(Segmentation labeling entries)
########################################
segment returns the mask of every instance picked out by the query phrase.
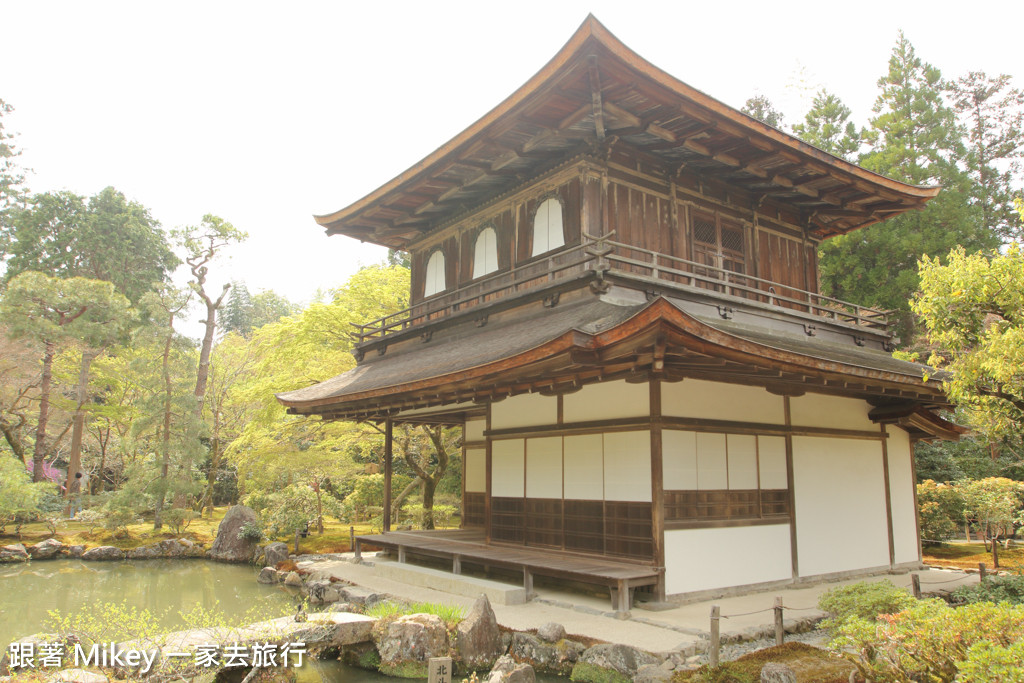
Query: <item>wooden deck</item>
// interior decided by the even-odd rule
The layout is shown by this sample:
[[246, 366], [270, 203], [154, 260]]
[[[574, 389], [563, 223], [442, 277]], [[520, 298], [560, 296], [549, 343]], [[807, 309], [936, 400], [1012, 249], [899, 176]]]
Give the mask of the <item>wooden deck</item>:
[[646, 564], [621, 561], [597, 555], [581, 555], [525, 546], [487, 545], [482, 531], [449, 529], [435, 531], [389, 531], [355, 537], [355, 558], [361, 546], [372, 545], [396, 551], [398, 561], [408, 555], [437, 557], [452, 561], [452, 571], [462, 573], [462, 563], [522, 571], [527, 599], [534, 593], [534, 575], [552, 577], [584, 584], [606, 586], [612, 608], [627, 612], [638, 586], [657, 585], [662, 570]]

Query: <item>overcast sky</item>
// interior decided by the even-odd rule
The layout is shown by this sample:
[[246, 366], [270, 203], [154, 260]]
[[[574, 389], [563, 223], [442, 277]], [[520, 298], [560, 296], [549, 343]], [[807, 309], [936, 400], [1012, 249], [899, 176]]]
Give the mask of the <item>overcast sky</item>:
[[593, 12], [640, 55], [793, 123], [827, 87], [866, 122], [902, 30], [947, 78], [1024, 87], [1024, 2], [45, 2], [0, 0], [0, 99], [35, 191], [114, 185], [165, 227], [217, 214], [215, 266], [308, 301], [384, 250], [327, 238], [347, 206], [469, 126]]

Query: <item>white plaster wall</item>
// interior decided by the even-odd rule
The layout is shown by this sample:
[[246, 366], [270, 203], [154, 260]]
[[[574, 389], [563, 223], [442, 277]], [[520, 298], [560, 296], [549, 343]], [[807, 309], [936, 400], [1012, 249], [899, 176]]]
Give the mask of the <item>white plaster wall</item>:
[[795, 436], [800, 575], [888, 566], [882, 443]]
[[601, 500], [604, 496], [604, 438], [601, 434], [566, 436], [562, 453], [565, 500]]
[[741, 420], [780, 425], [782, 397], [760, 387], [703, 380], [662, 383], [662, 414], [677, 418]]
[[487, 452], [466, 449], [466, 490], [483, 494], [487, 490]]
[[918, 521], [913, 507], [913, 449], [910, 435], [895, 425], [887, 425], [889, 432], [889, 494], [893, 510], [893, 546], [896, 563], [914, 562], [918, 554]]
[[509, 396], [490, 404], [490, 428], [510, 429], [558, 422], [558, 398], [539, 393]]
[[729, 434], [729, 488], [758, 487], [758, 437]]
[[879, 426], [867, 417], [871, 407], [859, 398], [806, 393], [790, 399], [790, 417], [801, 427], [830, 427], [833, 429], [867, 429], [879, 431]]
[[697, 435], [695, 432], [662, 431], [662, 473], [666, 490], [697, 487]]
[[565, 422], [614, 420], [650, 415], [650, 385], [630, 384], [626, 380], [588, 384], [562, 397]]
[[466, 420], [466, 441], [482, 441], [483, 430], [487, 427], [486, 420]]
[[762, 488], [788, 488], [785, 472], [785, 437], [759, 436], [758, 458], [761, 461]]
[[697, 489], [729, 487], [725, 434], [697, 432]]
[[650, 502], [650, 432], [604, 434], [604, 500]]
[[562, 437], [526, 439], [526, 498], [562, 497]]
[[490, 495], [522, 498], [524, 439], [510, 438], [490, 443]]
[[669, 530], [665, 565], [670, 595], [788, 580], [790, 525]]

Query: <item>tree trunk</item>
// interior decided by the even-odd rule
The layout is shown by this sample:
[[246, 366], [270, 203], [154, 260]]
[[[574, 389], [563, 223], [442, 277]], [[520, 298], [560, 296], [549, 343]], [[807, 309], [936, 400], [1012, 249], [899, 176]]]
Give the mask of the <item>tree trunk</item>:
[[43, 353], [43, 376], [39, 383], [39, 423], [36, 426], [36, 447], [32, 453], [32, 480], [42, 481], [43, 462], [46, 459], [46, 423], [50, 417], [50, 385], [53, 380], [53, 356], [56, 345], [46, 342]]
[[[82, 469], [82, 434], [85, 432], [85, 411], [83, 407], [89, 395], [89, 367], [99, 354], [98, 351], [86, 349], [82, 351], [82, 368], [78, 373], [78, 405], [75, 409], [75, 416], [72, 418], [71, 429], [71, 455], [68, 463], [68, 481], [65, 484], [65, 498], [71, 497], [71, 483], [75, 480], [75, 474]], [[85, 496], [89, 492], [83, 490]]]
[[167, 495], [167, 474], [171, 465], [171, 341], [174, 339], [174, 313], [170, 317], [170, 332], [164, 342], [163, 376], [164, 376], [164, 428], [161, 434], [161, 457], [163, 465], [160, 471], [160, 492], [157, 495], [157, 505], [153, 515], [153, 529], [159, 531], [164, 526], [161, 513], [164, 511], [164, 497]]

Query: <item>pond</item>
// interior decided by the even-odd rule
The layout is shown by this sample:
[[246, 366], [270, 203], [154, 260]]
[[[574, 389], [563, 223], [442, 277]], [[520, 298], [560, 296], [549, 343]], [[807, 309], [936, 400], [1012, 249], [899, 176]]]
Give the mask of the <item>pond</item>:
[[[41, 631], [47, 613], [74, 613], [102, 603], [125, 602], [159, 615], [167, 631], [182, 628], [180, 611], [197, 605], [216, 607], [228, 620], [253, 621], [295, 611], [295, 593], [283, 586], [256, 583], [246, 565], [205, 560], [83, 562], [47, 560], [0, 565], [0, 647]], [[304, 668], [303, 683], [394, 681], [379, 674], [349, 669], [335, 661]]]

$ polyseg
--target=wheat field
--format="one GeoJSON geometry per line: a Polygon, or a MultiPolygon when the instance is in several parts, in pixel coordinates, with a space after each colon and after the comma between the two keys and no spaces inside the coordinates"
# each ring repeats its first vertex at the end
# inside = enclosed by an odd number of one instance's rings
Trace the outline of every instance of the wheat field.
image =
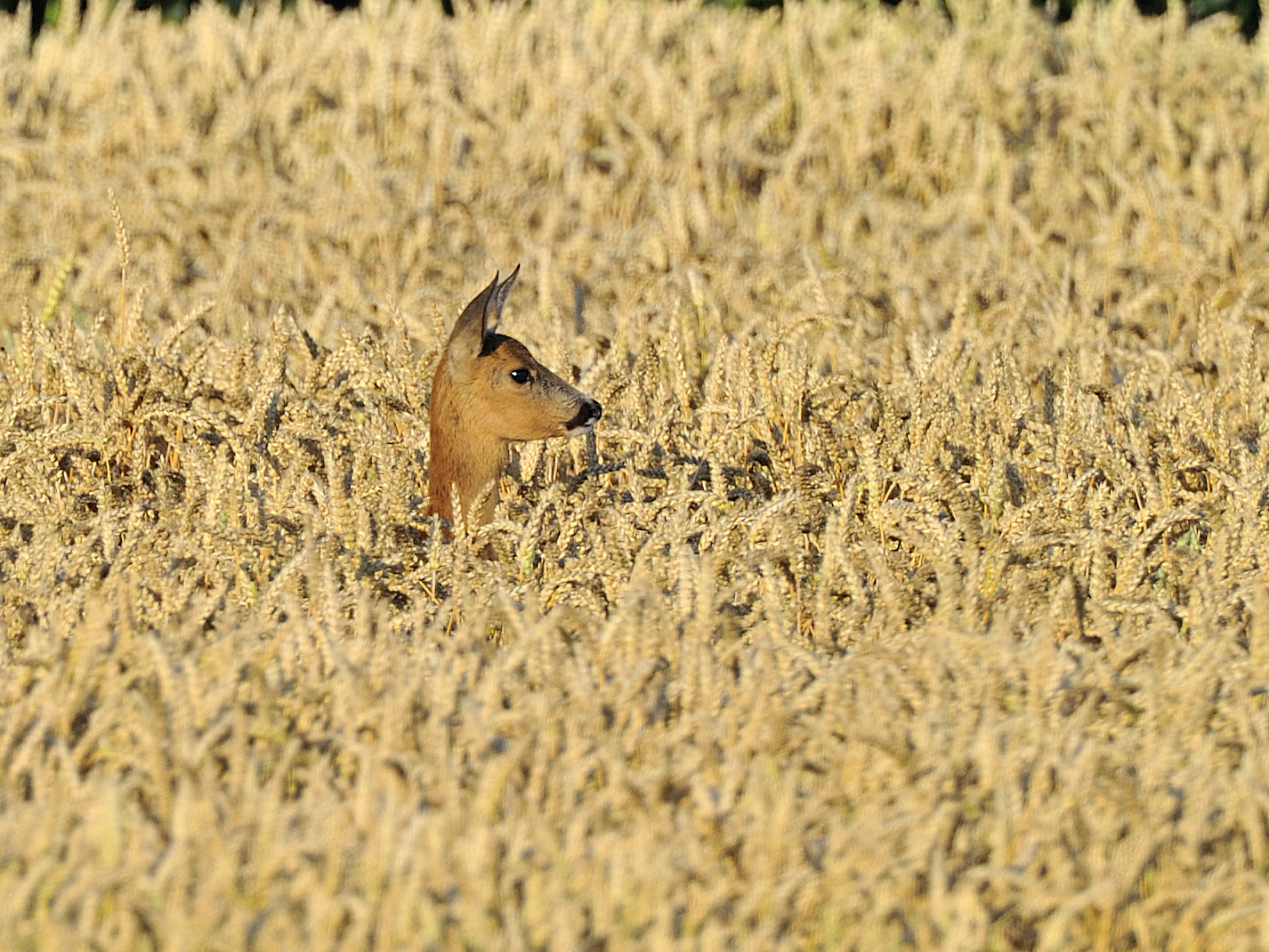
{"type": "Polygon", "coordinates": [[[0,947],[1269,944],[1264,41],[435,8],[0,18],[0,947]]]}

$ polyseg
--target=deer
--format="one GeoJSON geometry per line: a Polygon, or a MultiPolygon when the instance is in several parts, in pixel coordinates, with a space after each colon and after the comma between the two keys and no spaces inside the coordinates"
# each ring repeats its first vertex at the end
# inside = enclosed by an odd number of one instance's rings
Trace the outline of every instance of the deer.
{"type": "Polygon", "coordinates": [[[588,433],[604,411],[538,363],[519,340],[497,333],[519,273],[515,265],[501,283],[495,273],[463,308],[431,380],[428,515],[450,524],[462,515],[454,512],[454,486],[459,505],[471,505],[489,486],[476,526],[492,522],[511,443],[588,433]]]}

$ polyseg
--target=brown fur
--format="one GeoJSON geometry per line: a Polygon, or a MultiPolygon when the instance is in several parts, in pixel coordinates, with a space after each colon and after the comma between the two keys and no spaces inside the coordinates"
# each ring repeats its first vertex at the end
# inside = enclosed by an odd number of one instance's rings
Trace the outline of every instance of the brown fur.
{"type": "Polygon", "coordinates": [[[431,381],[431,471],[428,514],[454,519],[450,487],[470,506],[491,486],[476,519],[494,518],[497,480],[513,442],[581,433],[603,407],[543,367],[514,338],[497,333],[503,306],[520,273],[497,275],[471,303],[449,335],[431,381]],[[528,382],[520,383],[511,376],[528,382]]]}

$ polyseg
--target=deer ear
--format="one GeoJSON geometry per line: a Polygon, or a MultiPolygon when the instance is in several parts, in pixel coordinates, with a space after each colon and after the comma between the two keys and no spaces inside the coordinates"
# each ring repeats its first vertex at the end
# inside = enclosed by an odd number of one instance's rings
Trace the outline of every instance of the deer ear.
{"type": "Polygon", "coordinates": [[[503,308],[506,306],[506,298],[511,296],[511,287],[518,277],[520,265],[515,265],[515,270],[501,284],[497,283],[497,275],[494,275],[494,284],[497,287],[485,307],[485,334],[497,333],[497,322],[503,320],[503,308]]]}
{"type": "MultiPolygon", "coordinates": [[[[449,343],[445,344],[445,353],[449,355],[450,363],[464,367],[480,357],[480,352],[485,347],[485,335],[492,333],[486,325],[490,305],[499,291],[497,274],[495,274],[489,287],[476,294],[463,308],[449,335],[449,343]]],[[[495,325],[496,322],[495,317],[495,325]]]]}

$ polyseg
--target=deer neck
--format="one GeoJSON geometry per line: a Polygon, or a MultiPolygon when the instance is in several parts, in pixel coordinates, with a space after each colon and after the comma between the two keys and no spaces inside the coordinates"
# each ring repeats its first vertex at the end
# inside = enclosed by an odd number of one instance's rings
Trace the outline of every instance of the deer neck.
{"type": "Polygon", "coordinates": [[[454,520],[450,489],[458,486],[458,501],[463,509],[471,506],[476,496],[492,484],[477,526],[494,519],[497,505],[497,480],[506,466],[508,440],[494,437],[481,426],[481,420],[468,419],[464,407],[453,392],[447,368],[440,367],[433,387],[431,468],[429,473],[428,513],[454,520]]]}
########################################
- Given task
Copy out, word for word, the lines from the line containing "Query: <item>white plaster wall</item>" to the line containing "562], [918, 554]]", including both of those lines.

- Output of the exercise
Query: <item>white plaster wall</item>
// interior decided by the even-odd rule
The layout is shown by this sample:
[[246, 366], [270, 203], [154, 260]]
[[[574, 389], [563, 223], [442, 277]], [[520, 298], [560, 296], [549, 343]], [[807, 309], [936, 400], [1012, 249], [899, 176]]]
Give the mask of the <item>white plaster wall</item>:
[[795, 436], [800, 575], [888, 566], [882, 443]]
[[601, 500], [604, 496], [604, 438], [601, 434], [566, 436], [562, 453], [565, 500]]
[[741, 420], [780, 425], [782, 397], [760, 387], [703, 380], [662, 383], [662, 414], [677, 418]]
[[487, 452], [466, 449], [466, 490], [483, 494], [487, 490]]
[[918, 521], [913, 507], [913, 449], [910, 435], [895, 425], [887, 425], [889, 432], [889, 494], [893, 510], [893, 546], [896, 563], [914, 562], [918, 554]]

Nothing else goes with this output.